Every entry needs to appear again exactly as written below.
__________
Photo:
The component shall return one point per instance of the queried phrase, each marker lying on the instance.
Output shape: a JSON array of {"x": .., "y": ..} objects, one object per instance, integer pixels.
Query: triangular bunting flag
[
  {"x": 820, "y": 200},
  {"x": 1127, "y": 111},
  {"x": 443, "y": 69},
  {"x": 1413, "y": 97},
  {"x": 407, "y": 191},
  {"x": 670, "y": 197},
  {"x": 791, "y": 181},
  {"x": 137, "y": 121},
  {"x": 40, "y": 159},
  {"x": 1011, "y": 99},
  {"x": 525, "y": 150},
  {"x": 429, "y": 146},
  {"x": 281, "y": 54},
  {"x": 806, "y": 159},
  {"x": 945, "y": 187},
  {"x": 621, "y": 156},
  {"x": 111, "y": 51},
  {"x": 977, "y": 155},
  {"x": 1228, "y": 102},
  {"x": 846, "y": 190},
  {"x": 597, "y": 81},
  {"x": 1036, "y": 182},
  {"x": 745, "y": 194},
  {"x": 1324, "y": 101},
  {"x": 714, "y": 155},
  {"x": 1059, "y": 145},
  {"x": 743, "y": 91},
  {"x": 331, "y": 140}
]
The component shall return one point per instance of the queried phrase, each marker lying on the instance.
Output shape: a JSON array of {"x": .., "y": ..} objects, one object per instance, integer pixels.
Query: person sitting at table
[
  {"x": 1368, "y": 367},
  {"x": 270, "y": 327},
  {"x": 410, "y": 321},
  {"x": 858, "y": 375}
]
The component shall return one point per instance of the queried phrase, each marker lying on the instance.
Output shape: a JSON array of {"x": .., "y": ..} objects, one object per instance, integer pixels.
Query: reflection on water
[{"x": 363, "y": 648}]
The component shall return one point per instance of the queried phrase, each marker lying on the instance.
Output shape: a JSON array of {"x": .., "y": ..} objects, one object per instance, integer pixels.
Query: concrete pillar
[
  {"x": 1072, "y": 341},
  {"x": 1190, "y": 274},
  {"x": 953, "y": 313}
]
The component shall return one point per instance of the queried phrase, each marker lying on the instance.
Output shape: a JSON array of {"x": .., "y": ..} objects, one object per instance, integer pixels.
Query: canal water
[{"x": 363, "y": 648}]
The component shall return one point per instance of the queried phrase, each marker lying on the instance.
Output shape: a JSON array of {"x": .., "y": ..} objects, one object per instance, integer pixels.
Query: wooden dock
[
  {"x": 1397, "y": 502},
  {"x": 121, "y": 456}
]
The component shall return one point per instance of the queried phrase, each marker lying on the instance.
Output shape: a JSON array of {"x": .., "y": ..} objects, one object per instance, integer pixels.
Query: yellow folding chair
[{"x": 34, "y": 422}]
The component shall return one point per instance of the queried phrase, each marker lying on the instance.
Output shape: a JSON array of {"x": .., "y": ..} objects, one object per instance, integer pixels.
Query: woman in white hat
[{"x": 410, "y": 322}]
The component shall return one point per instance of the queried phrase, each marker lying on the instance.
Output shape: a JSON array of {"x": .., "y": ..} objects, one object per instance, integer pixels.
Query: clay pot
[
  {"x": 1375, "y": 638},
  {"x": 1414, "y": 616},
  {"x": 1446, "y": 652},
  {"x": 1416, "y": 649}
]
__________
= COMPLETED EXERCISE =
Photo:
The component shall return one point per instance of the queried phrase, each marker lying on the instance.
Output shape: a JSON array of {"x": .., "y": ..} objects, one object per instance, integer pixels.
Query: triangular bunting flag
[
  {"x": 820, "y": 200},
  {"x": 1127, "y": 111},
  {"x": 443, "y": 69},
  {"x": 1413, "y": 97},
  {"x": 407, "y": 191},
  {"x": 670, "y": 197},
  {"x": 791, "y": 181},
  {"x": 137, "y": 121},
  {"x": 40, "y": 159},
  {"x": 1011, "y": 99},
  {"x": 525, "y": 150},
  {"x": 429, "y": 146},
  {"x": 281, "y": 54},
  {"x": 806, "y": 159},
  {"x": 945, "y": 187},
  {"x": 621, "y": 156},
  {"x": 111, "y": 51},
  {"x": 977, "y": 155},
  {"x": 1228, "y": 102},
  {"x": 846, "y": 190},
  {"x": 597, "y": 81},
  {"x": 1036, "y": 182},
  {"x": 745, "y": 194},
  {"x": 1324, "y": 101},
  {"x": 714, "y": 155},
  {"x": 1059, "y": 145},
  {"x": 743, "y": 91},
  {"x": 331, "y": 140}
]
The component shall return one point per instance of the queried phrase, each marker lying on the instance.
Output shape: a JSON array of {"x": .., "y": ..} objects, one object per instance, integer pixels.
Query: person sitting at table
[
  {"x": 1368, "y": 367},
  {"x": 270, "y": 327},
  {"x": 410, "y": 321},
  {"x": 858, "y": 375}
]
The component shall return one point per instance of the queried phrase, each marker lying on the instance.
Output shape: a JSON array of {"x": .., "y": ..} objects, one object per instance, integer pixels.
Query: reflection on water
[{"x": 363, "y": 648}]
The component shall return one point per instance of the queried phrase, each marker lying on the instance.
Output shape: a JSON array of {"x": .., "y": ..} objects, one object per instance, integer pixels.
Query: concrete pillar
[
  {"x": 1072, "y": 341},
  {"x": 1190, "y": 274},
  {"x": 953, "y": 313}
]
The component shall return one point per instance of the queried phrase, each marker lying on the instance.
Output shape: a JSON array of {"x": .., "y": ..} objects, one object per instance, integer pixels.
Query: canal water
[{"x": 363, "y": 648}]
The component shall return one point per instance of the queried phrase, each marker lying on the instance.
Output shape: a JSON array of {"x": .., "y": ..} objects, one object per instance, integer pixels.
Query: wooden dock
[
  {"x": 1397, "y": 502},
  {"x": 121, "y": 456}
]
The component shall return one point per instance of the queried phrase, each marker lying on the instance.
Output shape: a JSON array of {"x": .., "y": ..} objects, one object per instance, integer pixels.
Query: yellow folding chair
[{"x": 34, "y": 422}]
The component shall return one point per instance of the queried phrase, each marker lying on the instance.
Output shape: a JSON array of {"x": .., "y": ..} objects, one object per instance, integer pixels.
Query: woman in white hat
[{"x": 410, "y": 322}]
The component shall return one point per instance of the queried phrase, each marker lying on the instance.
Output shape: a JSON array of {"x": .., "y": ..} objects, one object per instance, integer pixels.
Query: clay pot
[
  {"x": 1375, "y": 638},
  {"x": 1414, "y": 616},
  {"x": 1446, "y": 652},
  {"x": 1416, "y": 649}
]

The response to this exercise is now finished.